(WHAT IS NEEDED): Only an exact copy of the records below will serve as the answer.

*** Opening THE DATA ***

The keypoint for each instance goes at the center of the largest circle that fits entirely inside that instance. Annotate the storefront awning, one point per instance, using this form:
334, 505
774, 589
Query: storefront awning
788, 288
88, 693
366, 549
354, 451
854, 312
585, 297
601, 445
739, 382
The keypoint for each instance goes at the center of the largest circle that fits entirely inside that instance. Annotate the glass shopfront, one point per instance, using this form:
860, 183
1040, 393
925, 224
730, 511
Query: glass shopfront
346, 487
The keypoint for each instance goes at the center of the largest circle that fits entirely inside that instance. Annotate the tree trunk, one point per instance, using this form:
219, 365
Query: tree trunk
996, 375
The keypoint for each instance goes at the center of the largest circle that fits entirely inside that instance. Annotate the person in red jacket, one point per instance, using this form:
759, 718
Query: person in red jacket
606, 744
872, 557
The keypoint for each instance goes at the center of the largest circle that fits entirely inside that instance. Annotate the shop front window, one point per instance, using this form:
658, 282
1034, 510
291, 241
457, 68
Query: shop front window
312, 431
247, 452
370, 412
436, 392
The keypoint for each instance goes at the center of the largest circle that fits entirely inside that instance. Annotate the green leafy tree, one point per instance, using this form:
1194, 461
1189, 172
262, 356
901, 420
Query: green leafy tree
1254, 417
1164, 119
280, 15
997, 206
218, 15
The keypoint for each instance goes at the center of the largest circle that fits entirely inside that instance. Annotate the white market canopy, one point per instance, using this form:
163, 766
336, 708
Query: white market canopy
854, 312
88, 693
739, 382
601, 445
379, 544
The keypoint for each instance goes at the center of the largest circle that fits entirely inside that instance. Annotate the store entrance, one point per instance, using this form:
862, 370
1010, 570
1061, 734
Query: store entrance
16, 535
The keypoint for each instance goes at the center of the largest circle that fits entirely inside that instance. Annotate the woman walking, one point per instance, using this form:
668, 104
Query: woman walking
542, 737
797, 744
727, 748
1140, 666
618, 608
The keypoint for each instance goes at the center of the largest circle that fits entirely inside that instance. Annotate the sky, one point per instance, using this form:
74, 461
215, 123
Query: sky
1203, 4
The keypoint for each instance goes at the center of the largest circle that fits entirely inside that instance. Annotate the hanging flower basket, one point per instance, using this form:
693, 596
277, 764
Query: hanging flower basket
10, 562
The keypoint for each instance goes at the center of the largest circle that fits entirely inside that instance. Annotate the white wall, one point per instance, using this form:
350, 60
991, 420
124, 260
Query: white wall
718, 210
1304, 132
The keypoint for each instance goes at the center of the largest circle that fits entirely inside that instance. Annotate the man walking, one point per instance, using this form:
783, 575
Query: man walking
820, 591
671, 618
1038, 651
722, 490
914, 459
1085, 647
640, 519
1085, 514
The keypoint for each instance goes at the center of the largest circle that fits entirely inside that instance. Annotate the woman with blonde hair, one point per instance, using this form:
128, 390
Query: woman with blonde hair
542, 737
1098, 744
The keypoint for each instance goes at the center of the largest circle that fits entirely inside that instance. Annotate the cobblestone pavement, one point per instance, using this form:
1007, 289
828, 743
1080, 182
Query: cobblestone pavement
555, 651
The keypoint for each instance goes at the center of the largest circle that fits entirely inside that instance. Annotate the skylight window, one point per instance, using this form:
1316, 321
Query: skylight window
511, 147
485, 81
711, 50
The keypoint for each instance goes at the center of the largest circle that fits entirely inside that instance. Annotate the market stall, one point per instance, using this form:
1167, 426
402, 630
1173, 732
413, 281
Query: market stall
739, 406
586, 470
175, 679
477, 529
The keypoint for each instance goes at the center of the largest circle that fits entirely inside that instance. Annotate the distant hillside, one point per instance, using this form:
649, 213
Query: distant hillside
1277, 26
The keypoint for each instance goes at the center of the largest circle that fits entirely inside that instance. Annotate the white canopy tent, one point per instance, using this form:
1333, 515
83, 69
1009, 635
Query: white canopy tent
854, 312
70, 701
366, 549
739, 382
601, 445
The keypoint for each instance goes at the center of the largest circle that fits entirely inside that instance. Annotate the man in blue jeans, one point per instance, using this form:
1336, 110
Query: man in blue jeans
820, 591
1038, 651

*** Closing THE DATA ***

(RESULT):
The keypoint for each instance goes at the center of the largest circle that fits entirely inside that instance. Annotate the storefront awning, one point per instance, using this form:
334, 505
774, 589
Query: storefront awning
788, 288
88, 693
366, 549
354, 451
854, 312
585, 297
601, 445
739, 382
The keypoint for each instance goes at the center of the largest circle that fits entirely inside that instance. Annotate the glass shopfront, one point per instance, using this form:
860, 183
1040, 393
925, 224
730, 511
Query: glass shopfront
346, 487
The keypoint for each instance goes at the center of the largest circle that fits entirely inside that instance. Annotate the tree trunk, one point per instance, using this form:
219, 365
Query: tree trunk
996, 375
The keypoint for each instance goes at the center of the largest circle that fits entirely inside that instance. Annotate the person in red jacket, one point per instance, using this form:
759, 718
Query: person in red jacket
606, 744
872, 557
The keypoint for each instance goes at the center of the largest circle that fits entirely inside that instance. Annotate the shop front window, one point per instance, using this form:
658, 282
1034, 510
291, 241
457, 68
Query: shop front window
312, 431
247, 452
370, 412
436, 392
The keypoint for each instance goes at the center of the largest circle that fits entirely inside that instance. Annotate the green leafy tree, one point per instance, using this form:
1194, 461
1189, 172
262, 356
901, 420
Query: green leafy tree
1254, 417
1164, 119
280, 15
997, 206
218, 15
The keypoint for each instance goes at the center of the largest circle that fits entirely inside that instance. Annotate the white market canopy, one point per instance, using this form:
163, 766
336, 708
Query: white market canopy
854, 312
88, 693
739, 382
601, 445
379, 544
The keypoint for each instance goes at the center of the largest circle that fits entirely inside that instance. Annotate the store entrance, one point per instance, using this form:
862, 370
1010, 570
1061, 734
Query: store entrance
16, 535
The keypoint for each instance goes at the center of the largest circle that fits entirely inside that instance. Annotate the woman walking, one point per instance, using this form:
668, 104
Query: woman walking
542, 737
797, 744
727, 748
1140, 666
618, 608
The keypoint for each instance goes at the center of the largest circle that fits entirely inside that instance. Annotate the sky, one point per instance, using this form:
74, 461
215, 123
Query: sky
1203, 4
The keypoint for each instance goes at the center of the largest circle that fits entirely inside that instance. Annotate the hanging flower basket, one point per instance, using this form:
693, 596
277, 764
Query: hanging flower basket
10, 562
The keypoint for each instance goes at the center of the largest circle that fits entirely inside that instance. Annotate the white wall, one point per instance, using this form:
350, 60
991, 420
124, 260
Query: white wall
718, 210
1304, 132
The keypoint for each instance goes at the center of the largest circle that fits entirely inside that instance. Annotate the man walking, one point per instance, using this form:
783, 575
Query: man walking
820, 591
671, 618
1038, 651
722, 490
914, 459
1085, 647
640, 519
1085, 514
The keypoint for each instance goes at the center of the largest circle that fits entirely inside that instance. Annotate the woman with blonde hair, one point per instance, using this form:
128, 390
Query: woman with blonde hair
542, 737
1098, 744
The keypoint for each instance goes at the center of the largest circle that fits entirely inside that instance. Annotate the cobblestone pavement, one point per instance, using this form:
1007, 289
828, 743
1080, 182
Query: cobblestone pavement
555, 651
The keypoint for each instance goes at the center of the largest circle that fits entirely inside that instance. Annotate the skylight window, one point per instance, using this form:
1316, 321
Query: skylight window
511, 147
485, 81
711, 50
The keypoint for each instance goes at the center of the largest circle that fits entirely inside that instance. Annotate the market stall, one point per instance, using this form:
1167, 426
402, 630
1173, 732
413, 281
Query: market stall
739, 406
586, 470
175, 679
477, 529
The keypoint for each instance goes at the center of the largest circle that fits entirely inside that instance. Annotate the distant hillside, one point per instance, using this form:
649, 213
Query: distant hillside
1277, 26
The keypoint for each instance goes at the center of the largest circle that fits entirely inside that instance. Annotate the white canopy tent, one point per instance, using this form:
1333, 515
83, 69
1009, 635
Query: white canopy tent
854, 312
70, 701
366, 549
739, 382
601, 445
The keypoint for each instance goes at the center of the largest circle that fits entirely inside that instance. Annotate the man in blue jeans, one point per instance, using this form:
1336, 110
Query: man in blue jeans
820, 591
1038, 651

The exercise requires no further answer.